**PASSAGE:**

= Beginning of Section =

Sunday, September 12, 2010

Lock and Key

Recently I finished reading The Billion Dollar Molecule which is the true story how one small drug company got its start in the early 90s, a time when many biotechs and small companies just popped up. I know people at this particular company and also had heard several of the main characters speak at various meetings so I found this book particularly interesting. One person is associated with the research institute that my SIL works at. Basically what this company brought to the table is that they were going to design drugs to specifically fit into a receptor aka structure based design. This was not a new concept even then.

When medicinal chemists try to explain what they do (beyond the I make drugs), they invoke the old lock and key metaphor: there is a lock (could be an enzyme, a receptor...) and we try to make the key that fits into the lock. There are a few problems with this metaphor (and structure based design in general). One is figuring out what this 'lock' looks like. Having a crystal structure of the enzyme is useful here. What are the binding regions of a receptor are a bit harder to picture. You can figure out what binds and what doesn't and construct a model from that. Another problem is that both the lock and key are not static. They both can bend and twist. Another problem is even if you find the key, by the time the body metabolizes it, it might be something else. As time goes on and computers become more powerful, they (the industry) is getting closer to making this work. In the meantime, we used to have modelling meetings which I used to hate. We'd sit around in a dark room wearing our 3-D glasses that gave me a headache after 5 minutes. Our alleged receptor, all pretty and colorful, would seem to float above the table. This always impresses outsiders. We had to propose targets in advance. The computational chemists would feed them into the computer and then see how they would fit into 'the lock'. On several occasions I was told that what I proposed definitely wouldn't work despite my intuition and I would make them anyway and guess what, they were good. So I was cynical of the whole modelling exercise. Once it was announced we were closing down, these modelling sessions were suspended. Back to my intuition on what to make which was fine by me.

In the book, the lock was a protein involved in immunosuppression. If this company found the right key, a successor to Cyclosporin could be found. Cyclosporin enables people to receive organ transplants so they don't reject their organs but the side effects are not fun. Clearly a better drug is needed. This company led investors to believe they had 'the lock' identified; finding the key would be simple. But as it turned out, the 'lock' wasn't anything useful. Fortunately for the company, they quickly found other projects to justify their existence.

Watching UM beat Notre Dame was fun yesterday. Josh had a UM party. Did he go there? No, but still it is his favorite team. Who did go there? 4 generations of us starting with my grandfather, father, me and Shanna (for 2 years, she graduated from MSU).

It is beautiful out here today. I ran out into the country. For lunch we will meet up with Josh and Julia for Cuban food.

3 comments:

Kat&Chris said...

Sue back in the PD muscarinic agonist days, I recall that the computer modeling folks seemed to bat ~1,000% when telling us what compounds we should NOT synthesize, but there was NO real ability to predict what compounds we should create that WOULD be active.....regardless of 3D glasses and glitzy presentations....

= End of Section =

**WHAT YOU NEED TO DO:**
According to the blog post, what was the "lock" in the book The Billion Dollar Molecule?

[Items in a dataset]
= Beginning of Section =

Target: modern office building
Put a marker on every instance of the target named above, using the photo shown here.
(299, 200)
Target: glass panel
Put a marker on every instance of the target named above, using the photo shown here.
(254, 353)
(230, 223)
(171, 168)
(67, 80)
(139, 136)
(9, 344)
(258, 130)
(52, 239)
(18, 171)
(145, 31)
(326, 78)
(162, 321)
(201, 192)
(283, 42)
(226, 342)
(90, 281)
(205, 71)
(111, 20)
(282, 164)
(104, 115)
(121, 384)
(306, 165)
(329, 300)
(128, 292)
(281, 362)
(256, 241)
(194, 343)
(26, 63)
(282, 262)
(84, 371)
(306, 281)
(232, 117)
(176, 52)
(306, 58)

= End of Section =

**RESPONSE BELOW:**
A protein involved in immunosuppression.